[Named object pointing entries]
##########

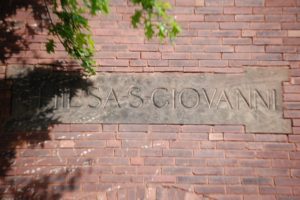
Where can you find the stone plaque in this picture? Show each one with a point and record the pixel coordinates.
(253, 99)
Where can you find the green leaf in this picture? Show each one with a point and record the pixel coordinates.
(136, 18)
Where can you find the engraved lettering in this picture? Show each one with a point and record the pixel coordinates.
(209, 101)
(155, 100)
(184, 103)
(113, 94)
(240, 96)
(259, 96)
(134, 91)
(224, 98)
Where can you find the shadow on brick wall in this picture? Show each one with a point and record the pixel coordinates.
(32, 93)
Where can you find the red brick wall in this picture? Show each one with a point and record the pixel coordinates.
(120, 161)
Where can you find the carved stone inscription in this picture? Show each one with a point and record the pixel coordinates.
(253, 99)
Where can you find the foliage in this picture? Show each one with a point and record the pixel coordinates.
(74, 32)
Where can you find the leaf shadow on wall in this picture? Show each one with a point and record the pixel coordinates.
(27, 127)
(20, 20)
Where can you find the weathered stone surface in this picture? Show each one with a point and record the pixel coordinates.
(253, 98)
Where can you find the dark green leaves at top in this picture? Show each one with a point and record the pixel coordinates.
(156, 20)
(50, 46)
(73, 30)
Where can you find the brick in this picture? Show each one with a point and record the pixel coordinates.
(237, 10)
(165, 128)
(279, 147)
(281, 18)
(160, 179)
(274, 190)
(131, 135)
(292, 114)
(293, 33)
(193, 136)
(231, 41)
(234, 25)
(270, 138)
(150, 152)
(184, 145)
(85, 127)
(60, 128)
(133, 128)
(158, 161)
(177, 153)
(260, 26)
(280, 3)
(114, 63)
(208, 171)
(231, 145)
(249, 18)
(291, 41)
(271, 33)
(269, 41)
(175, 56)
(150, 55)
(294, 156)
(208, 10)
(228, 128)
(291, 57)
(222, 162)
(189, 18)
(176, 171)
(191, 180)
(219, 3)
(67, 144)
(136, 161)
(238, 137)
(295, 172)
(240, 154)
(285, 163)
(136, 143)
(294, 138)
(281, 49)
(210, 189)
(242, 189)
(271, 172)
(249, 2)
(228, 180)
(212, 56)
(257, 181)
(36, 153)
(126, 152)
(113, 161)
(216, 136)
(115, 178)
(280, 181)
(148, 170)
(219, 33)
(209, 153)
(272, 155)
(218, 18)
(262, 197)
(249, 48)
(236, 56)
(189, 162)
(162, 136)
(91, 143)
(239, 171)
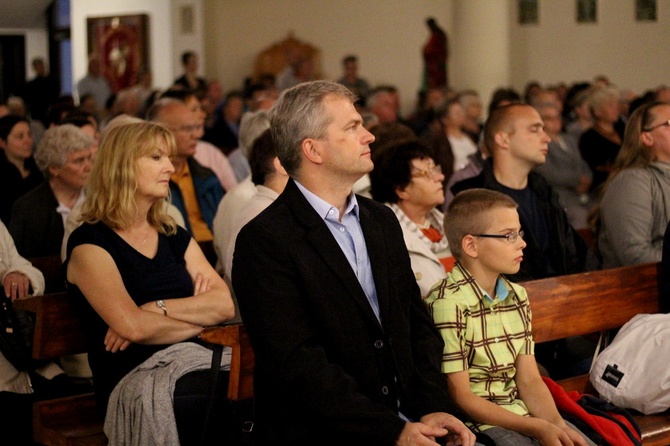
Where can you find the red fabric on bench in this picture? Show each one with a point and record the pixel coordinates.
(566, 402)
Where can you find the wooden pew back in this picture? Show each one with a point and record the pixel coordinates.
(581, 304)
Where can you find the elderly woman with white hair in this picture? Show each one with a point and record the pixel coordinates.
(600, 144)
(37, 224)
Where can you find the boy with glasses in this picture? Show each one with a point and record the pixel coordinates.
(485, 322)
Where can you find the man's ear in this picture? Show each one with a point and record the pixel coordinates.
(469, 246)
(311, 149)
(276, 164)
(502, 139)
(401, 193)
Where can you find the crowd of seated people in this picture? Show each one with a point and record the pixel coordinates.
(591, 185)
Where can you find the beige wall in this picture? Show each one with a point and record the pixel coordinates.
(633, 54)
(36, 45)
(386, 35)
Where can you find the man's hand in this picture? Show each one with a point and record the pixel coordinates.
(16, 286)
(114, 342)
(459, 434)
(576, 438)
(419, 434)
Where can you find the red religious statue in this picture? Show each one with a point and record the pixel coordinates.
(435, 57)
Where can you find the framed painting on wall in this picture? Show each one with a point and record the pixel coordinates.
(122, 46)
(586, 11)
(528, 12)
(645, 10)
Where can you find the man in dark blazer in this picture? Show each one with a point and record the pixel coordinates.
(346, 352)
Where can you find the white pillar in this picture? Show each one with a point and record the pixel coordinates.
(480, 47)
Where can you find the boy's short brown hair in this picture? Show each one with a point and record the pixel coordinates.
(467, 214)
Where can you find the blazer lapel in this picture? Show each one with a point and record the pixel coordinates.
(327, 247)
(375, 240)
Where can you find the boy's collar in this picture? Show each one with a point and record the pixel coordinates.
(501, 290)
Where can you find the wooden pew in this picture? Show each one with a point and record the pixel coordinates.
(74, 420)
(588, 303)
(66, 421)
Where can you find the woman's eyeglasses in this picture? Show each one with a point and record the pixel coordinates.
(662, 124)
(430, 173)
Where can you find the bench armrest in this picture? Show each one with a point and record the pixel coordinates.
(241, 380)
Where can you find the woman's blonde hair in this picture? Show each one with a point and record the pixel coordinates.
(112, 187)
(633, 152)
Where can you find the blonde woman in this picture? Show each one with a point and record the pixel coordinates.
(143, 286)
(635, 207)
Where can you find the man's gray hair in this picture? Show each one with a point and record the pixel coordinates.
(252, 125)
(57, 143)
(155, 113)
(299, 114)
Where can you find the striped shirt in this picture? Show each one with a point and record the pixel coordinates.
(483, 335)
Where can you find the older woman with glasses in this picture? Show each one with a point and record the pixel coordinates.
(634, 210)
(407, 179)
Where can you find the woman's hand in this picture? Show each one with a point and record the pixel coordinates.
(16, 286)
(201, 285)
(114, 342)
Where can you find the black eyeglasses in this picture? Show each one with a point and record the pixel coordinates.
(662, 124)
(432, 172)
(511, 237)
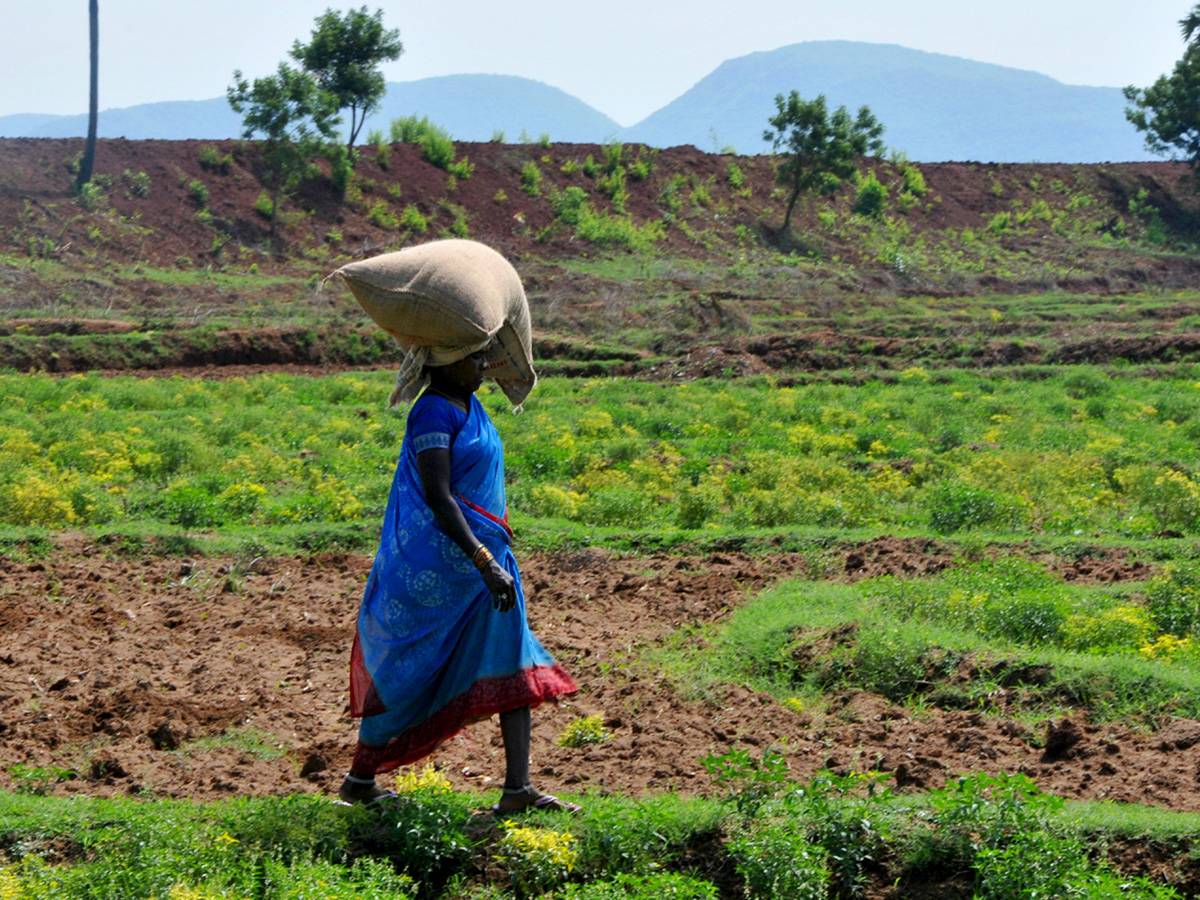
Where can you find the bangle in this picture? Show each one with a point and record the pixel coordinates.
(481, 557)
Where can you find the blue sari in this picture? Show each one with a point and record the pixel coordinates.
(431, 653)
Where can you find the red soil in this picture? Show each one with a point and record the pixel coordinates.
(119, 667)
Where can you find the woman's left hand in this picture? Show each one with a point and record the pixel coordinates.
(502, 585)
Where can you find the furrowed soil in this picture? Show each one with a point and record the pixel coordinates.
(201, 677)
(138, 673)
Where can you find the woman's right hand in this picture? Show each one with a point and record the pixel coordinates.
(502, 585)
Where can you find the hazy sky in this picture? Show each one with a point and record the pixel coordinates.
(625, 58)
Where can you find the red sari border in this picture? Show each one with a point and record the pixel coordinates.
(529, 687)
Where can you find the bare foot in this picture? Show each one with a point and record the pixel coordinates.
(365, 795)
(529, 797)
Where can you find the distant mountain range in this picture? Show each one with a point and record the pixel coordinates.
(935, 108)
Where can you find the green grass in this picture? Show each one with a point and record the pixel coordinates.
(1050, 643)
(783, 838)
(1071, 454)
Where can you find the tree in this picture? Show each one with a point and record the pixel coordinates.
(1169, 111)
(297, 120)
(89, 155)
(345, 57)
(1191, 23)
(820, 148)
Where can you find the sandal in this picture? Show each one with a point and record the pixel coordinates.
(528, 798)
(364, 792)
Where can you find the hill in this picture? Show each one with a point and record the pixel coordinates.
(935, 107)
(473, 107)
(630, 255)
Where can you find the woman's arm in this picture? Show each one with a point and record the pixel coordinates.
(433, 467)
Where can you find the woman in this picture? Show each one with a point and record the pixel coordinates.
(442, 635)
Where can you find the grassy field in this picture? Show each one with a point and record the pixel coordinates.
(1001, 363)
(1073, 459)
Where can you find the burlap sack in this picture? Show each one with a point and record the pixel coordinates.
(450, 298)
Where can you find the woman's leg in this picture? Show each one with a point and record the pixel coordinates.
(359, 786)
(516, 727)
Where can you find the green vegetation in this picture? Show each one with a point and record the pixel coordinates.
(1071, 454)
(820, 149)
(1167, 111)
(343, 57)
(436, 144)
(1033, 643)
(784, 838)
(297, 120)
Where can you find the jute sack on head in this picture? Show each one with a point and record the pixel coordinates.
(445, 300)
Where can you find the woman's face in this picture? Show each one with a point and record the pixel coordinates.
(468, 372)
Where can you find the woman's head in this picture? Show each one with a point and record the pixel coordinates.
(463, 375)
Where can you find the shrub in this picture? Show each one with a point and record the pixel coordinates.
(437, 145)
(138, 183)
(954, 507)
(1000, 223)
(659, 886)
(413, 220)
(211, 160)
(582, 732)
(871, 197)
(570, 205)
(537, 858)
(778, 861)
(913, 180)
(461, 169)
(382, 216)
(263, 204)
(1173, 599)
(426, 832)
(531, 179)
(198, 192)
(736, 177)
(91, 196)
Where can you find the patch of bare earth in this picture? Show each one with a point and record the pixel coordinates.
(115, 667)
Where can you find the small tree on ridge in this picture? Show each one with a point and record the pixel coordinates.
(297, 119)
(1168, 112)
(820, 149)
(345, 57)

##########

__Objective__: Could you quote, exactly as they appear, the line containing "Where can you find the woman's face" and every line after it to the end of the records above?

__Output for this task__:
Where can you find the woman's face in this picture? Show each one with a point and record the pixel coordinates.
(468, 372)
Where can you find the woman's head in this picture? Show each one with a point and record the pixel coordinates.
(463, 375)
Where can you find the shrub in this picture? Show each one with a point and record the pixel coordinates.
(437, 145)
(138, 183)
(954, 507)
(1000, 223)
(659, 886)
(413, 220)
(211, 160)
(582, 732)
(871, 197)
(570, 205)
(537, 858)
(778, 861)
(913, 180)
(461, 169)
(382, 216)
(263, 204)
(1173, 599)
(426, 832)
(531, 179)
(198, 192)
(736, 177)
(91, 196)
Where can you find the patch of bare earth in this picture? Show each one with a point and record the pixel coordinates.
(115, 667)
Where can you find the small tree on ridge in this picture? Show each one with a point and record the pixel coordinates.
(297, 119)
(1168, 112)
(820, 149)
(345, 57)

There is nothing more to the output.